_Consignes_.
a) D'après l'extrait, qu'attendaient réellement Jokhanan et ses compagnons en demandant à Jérémie de prier pour eux, et pourquoi ? Répondez en une à trois phrases.
b) Selon l'extrait, où Jokhanan et les captifs qu'il a délivrés se réfugient-ils temporairement ?

_Extrait_.
▶

7.2   Le choix du peuple

Guédalia, fils d’Akhikam, fils de Shaphan, avait été établi par Nebucadnetsar, gouverneur des villes de Juda. Ce petit-fils du scribe fut, pendant quelques mois, un bon gouverneur. Les Juifs dispersés dans les pays d’alentour, pleins de confiance, reviennent en Juda ; ils récoltent du vin et des fruits d’été en grande abondance (40:12).

Mais la jalousie va tout gâter. Un certain Ismaël, de descendance royale, estimant, sans doute, que lui aurait dû être nommé gouverneur, assassine Guédalia, et met à mort tous ses proches, inclus la garde chaldéenne laissée par le roi de Babylone.

Ismaël emmène prisonniers tous les survivants, pour passer vers les fils d’Amon (41:10). Jokhanan, et les chefs des forces qui étaient avec lui, délivrent les captifs d’Ismaël. Celui-ci s’enfuit chez Baalis, roi des fils d’Amon. Jokhanan et ceux qu’il a libérés se réfugient temporairement à l’hôtellerie de Kimhan, près de Bethléem, dans le dessein inavoué de se retirer en Égypte, par crainte des Chaldéens.

Nous ignorons comment Jérémie se retrouve apparemment dans cette hôtellerie. Jokhanan et ses compagnons lui demandent de prier pour eux, afin que «l’Éternel ton Dieu nous montre le chemin par lequel nous devons marcher, et ce que nous devons faire». Or ces hommes avaient déjà, dans leur for intérieur, décidé d’aller en Égypte. Tout leur espoir était que Jérémie confirme leur désir secret.

Le prophète promet de prier l’Éternel : «Et il arrivera que, tout ce que l’Éternel vous répondra, je vous le déclarerai» (42:4). Eux-mêmes s’engagent à écouter la voix de l’Éternel, quelle que soit sa réponse.

Choisir d’abord, prier ensuite, n’est-ce pas un piège que Satan tend à plus d’un enfant de Dieu ? Tout particulièrement lorsque le cœur est déjà engagé avec une personne qui peut-être ne répond pas du tout à la pensée de Dieu — qu’elle soit inconvertie, ou marche dans un chemin auquel on ne pourrait s’associer, ou encore soit un piège qui conduise dans le monde.

On consulte ses parents ; on vient voir un frère d’expérience ; on leur expose la situation, et leur demande de prier. Ils déconseillent la proposition, en montrent les dangers... mais le cœur a déjà décidé, et l’on ne veut plus reculer. Bien des situations similaires se produisent en d’autres domaines. Combien il importe de prendre l’habitude de s’adresser au Seigneur avant d’avoir, intérieurement, jeté son dévolu. Aux heures décisives de la vie, on viendra alors tout naturellement, avant toutes choses, auprès de cet Ami longtemps connu.

◀

_Données fournies_.
▶

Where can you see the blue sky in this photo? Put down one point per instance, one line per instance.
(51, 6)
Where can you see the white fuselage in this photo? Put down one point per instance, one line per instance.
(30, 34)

◀

_Réponses attendues_.
a) Ils espéraient seulement que Jérémie confirme leur désir secret. En effet, ils avaient déjà décidé, dans leur for intérieur, d'aller en Égypte.

b) À l'hôtellerie de Kimhan, près de Bethléem.